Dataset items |
○ ○ ○ ○
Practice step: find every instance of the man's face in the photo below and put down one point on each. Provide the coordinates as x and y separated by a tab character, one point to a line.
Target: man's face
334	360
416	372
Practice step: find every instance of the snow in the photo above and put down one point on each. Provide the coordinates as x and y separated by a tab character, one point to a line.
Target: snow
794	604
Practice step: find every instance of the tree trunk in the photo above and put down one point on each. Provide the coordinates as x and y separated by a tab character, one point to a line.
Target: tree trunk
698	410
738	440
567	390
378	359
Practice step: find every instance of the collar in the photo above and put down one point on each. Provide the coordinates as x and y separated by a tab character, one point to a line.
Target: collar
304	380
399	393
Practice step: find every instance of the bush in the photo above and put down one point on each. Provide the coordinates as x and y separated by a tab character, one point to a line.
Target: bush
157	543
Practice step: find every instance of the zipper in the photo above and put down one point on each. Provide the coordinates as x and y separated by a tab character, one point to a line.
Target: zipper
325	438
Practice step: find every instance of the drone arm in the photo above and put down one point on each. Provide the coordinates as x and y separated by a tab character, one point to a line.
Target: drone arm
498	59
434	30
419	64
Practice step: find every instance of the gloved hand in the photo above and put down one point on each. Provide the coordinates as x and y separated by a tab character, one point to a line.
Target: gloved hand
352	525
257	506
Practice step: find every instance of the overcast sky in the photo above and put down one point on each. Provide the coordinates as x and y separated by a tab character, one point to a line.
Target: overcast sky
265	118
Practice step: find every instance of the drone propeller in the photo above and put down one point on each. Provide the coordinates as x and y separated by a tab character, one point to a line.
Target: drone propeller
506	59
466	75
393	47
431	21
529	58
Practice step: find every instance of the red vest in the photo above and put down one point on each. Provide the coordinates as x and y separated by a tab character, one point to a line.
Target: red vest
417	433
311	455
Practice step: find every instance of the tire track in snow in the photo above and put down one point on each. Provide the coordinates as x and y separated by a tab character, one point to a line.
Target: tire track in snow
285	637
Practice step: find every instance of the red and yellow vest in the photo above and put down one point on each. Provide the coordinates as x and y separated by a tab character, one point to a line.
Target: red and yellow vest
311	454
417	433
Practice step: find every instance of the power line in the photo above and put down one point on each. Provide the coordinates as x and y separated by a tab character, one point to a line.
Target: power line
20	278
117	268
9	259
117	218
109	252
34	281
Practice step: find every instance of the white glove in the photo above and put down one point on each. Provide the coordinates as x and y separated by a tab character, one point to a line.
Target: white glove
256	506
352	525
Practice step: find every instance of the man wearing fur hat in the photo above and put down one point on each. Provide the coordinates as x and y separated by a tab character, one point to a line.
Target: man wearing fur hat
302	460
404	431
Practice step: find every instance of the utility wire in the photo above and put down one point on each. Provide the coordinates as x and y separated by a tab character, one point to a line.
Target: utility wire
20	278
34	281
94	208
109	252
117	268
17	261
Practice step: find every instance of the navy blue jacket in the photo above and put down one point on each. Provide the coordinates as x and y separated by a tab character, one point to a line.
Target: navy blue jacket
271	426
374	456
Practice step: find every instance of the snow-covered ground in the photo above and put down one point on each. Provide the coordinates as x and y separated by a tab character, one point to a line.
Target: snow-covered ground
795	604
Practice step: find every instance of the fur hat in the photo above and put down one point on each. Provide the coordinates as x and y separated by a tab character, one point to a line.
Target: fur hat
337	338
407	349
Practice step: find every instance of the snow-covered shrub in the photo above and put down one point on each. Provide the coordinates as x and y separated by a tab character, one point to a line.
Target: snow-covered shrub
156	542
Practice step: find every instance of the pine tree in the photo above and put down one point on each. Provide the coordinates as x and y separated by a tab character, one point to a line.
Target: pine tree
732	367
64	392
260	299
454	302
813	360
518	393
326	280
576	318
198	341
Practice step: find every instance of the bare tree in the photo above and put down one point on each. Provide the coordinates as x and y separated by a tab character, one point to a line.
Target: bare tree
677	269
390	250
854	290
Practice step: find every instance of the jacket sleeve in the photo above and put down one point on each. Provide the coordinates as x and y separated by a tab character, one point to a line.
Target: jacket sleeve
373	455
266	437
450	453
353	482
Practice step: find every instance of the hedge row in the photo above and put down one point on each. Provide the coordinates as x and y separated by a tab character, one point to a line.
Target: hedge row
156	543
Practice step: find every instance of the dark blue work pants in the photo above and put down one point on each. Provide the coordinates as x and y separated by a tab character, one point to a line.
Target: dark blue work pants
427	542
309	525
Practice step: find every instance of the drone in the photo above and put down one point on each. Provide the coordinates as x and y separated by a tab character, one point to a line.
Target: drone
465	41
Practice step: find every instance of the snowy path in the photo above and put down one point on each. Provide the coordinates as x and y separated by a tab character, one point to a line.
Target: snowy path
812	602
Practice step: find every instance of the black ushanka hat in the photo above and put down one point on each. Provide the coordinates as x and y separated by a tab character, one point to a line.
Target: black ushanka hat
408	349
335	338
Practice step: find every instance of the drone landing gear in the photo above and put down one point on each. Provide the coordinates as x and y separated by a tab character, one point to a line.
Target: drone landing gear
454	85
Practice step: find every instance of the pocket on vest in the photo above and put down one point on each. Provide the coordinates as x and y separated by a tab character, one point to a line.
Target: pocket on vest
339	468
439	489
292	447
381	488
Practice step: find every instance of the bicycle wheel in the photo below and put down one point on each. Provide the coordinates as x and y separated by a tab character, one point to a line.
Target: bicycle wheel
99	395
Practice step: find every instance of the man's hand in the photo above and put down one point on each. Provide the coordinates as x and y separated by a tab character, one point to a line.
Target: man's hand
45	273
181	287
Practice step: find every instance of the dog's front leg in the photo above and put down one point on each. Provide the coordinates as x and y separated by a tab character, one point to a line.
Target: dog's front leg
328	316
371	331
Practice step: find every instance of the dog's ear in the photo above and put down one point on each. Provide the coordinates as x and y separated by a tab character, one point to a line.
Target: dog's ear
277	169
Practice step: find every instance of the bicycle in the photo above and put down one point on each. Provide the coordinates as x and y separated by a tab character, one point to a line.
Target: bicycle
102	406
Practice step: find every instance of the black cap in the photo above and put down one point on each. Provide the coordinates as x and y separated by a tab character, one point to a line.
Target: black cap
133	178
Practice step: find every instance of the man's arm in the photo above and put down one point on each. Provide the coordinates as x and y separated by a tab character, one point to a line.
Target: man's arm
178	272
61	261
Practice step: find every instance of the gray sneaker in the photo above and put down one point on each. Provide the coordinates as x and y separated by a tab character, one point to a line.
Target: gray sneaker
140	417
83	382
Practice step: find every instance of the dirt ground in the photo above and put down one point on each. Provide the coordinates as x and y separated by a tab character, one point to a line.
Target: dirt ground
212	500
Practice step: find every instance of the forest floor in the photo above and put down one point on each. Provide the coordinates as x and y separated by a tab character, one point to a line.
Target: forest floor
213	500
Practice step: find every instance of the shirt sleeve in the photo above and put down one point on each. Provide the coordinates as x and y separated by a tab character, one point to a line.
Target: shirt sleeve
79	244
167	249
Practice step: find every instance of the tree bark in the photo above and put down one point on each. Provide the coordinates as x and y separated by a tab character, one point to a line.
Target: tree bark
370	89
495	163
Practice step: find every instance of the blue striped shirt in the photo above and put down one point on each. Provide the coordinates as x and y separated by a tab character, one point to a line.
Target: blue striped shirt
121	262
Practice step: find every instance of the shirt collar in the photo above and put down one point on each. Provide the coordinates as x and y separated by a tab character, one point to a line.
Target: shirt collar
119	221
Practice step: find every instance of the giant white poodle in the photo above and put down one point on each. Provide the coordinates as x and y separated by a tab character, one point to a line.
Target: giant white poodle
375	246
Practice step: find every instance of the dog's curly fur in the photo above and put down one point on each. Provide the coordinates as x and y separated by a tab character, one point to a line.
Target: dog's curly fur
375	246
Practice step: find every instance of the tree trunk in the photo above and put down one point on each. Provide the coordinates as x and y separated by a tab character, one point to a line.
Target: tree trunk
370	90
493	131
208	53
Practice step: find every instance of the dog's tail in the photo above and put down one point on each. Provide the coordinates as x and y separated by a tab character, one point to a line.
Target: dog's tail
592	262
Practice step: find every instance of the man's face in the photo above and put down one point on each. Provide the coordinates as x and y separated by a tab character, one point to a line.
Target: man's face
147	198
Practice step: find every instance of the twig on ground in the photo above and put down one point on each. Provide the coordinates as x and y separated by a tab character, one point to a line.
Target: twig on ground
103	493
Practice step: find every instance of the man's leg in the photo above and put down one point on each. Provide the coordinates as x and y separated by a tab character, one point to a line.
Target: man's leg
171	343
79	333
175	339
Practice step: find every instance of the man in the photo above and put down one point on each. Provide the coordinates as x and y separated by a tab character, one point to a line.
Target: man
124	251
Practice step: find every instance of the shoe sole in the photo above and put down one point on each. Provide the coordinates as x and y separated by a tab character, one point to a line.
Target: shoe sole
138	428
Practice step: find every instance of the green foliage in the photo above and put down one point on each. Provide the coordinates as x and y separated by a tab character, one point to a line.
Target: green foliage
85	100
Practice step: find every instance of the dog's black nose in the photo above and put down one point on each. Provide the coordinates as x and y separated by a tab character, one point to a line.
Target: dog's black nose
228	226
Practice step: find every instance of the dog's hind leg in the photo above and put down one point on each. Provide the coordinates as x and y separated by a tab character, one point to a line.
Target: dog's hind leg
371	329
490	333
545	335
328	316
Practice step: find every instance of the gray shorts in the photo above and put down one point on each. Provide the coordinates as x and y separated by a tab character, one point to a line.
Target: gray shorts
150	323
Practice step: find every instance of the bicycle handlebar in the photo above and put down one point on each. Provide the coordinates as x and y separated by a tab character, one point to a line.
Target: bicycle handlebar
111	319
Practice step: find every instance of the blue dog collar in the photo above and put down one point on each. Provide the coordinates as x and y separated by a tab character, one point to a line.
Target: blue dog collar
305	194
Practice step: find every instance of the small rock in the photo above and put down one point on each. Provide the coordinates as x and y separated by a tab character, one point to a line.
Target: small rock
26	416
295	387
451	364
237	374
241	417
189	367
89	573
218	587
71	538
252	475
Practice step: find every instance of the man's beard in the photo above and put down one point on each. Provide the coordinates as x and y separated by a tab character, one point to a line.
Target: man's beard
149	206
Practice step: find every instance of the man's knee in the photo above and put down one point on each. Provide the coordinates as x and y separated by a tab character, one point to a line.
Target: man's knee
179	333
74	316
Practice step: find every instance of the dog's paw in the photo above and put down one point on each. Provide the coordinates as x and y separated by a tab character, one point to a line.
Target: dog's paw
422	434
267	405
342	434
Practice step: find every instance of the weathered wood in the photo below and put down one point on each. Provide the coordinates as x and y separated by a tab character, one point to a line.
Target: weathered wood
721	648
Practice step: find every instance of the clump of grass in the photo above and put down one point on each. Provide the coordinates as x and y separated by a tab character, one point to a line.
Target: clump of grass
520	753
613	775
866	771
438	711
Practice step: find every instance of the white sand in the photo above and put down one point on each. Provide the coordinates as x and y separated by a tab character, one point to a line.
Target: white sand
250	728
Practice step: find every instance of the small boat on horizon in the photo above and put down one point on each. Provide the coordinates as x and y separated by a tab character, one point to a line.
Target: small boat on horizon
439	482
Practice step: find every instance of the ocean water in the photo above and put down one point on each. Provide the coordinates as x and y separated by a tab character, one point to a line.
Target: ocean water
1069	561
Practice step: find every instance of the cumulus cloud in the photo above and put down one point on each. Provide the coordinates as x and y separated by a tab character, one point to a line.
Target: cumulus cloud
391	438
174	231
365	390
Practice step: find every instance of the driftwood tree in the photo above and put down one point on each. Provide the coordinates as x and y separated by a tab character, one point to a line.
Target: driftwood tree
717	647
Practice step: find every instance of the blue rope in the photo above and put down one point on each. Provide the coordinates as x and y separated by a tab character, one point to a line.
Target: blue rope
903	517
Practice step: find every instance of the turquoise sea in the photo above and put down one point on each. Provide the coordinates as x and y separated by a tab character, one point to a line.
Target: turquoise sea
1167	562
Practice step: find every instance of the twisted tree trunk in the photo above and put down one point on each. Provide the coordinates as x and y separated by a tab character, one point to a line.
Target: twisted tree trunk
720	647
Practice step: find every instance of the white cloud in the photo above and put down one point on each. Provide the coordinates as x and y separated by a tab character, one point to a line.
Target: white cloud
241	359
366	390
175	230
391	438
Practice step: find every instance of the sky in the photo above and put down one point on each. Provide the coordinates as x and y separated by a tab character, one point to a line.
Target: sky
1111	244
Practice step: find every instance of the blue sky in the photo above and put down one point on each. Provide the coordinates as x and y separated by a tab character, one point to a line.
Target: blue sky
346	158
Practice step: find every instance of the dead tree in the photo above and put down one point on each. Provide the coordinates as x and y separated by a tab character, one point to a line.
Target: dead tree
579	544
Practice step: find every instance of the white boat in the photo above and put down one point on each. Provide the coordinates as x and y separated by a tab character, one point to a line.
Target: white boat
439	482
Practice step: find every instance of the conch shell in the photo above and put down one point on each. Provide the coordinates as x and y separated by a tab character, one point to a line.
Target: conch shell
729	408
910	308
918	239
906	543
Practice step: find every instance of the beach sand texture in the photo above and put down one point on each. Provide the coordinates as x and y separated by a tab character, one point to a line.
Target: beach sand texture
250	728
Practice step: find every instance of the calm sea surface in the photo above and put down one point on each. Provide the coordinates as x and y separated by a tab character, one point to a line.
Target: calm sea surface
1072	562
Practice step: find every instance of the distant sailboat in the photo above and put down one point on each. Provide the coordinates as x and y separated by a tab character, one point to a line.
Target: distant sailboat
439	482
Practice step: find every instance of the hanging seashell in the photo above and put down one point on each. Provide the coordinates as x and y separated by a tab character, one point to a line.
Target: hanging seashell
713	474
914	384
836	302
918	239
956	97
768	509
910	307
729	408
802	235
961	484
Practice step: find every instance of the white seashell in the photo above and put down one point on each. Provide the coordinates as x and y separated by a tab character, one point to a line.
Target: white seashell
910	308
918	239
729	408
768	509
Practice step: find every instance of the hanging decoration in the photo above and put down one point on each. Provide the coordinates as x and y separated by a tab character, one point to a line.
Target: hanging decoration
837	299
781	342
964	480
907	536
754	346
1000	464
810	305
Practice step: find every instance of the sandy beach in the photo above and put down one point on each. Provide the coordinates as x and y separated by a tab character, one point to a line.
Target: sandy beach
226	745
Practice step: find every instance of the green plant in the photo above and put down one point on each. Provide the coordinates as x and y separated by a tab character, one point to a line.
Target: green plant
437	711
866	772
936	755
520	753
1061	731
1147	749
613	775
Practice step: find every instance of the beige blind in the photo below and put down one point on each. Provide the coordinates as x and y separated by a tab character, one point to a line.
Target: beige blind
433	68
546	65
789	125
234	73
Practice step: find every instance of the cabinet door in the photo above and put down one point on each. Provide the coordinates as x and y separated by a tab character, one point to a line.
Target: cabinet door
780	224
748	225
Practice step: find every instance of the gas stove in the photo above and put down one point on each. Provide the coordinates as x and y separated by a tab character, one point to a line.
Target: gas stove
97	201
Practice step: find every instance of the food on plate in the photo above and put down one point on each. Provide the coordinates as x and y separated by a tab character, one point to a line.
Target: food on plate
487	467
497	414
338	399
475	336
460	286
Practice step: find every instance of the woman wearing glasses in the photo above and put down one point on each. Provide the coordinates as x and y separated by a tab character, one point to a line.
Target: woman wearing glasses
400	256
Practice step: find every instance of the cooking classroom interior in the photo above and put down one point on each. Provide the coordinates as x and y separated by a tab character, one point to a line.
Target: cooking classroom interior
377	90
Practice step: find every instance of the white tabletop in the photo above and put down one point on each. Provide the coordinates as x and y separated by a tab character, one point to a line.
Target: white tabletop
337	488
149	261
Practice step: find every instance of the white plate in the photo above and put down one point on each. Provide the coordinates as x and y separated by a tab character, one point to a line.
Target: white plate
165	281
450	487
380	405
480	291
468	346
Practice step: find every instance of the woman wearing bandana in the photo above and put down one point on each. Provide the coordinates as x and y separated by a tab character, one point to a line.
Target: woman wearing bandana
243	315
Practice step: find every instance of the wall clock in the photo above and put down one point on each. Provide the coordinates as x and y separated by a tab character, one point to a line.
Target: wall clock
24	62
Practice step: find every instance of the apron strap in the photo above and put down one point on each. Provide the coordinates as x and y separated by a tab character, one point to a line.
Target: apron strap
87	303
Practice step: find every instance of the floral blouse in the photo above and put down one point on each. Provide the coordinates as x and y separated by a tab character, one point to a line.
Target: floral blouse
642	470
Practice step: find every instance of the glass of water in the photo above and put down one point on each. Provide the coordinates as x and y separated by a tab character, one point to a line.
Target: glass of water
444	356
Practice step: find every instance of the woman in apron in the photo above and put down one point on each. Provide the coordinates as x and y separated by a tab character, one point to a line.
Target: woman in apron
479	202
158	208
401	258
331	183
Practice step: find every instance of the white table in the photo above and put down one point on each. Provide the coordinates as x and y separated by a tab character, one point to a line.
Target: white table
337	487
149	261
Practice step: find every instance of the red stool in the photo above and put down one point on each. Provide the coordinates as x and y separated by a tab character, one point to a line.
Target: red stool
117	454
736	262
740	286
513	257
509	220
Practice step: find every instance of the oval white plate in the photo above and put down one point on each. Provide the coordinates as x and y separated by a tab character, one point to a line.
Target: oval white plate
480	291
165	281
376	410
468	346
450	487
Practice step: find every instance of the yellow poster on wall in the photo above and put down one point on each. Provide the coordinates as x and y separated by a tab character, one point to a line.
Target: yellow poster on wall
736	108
○ ○ ○ ○
Return every line from the one holding "Practice step: find every instance of the oval" through the end of the data, exactly as it appears, with both ends kept and nothing else.

TASK RESPONSE |
Practice step: find every instance of the oval white plate in the photo above and put down one point on each. Provide the coordinates as x and y separated by a tab character, one point to a line.
Target: oval white plate
480	291
165	281
376	410
468	346
450	487
Practice step: find every instance of the yellow poster on wall in the photo above and put down one point on each. Provide the coordinates as x and y separated by a tab character, one point to a line.
Target: yellow poster on wall
736	108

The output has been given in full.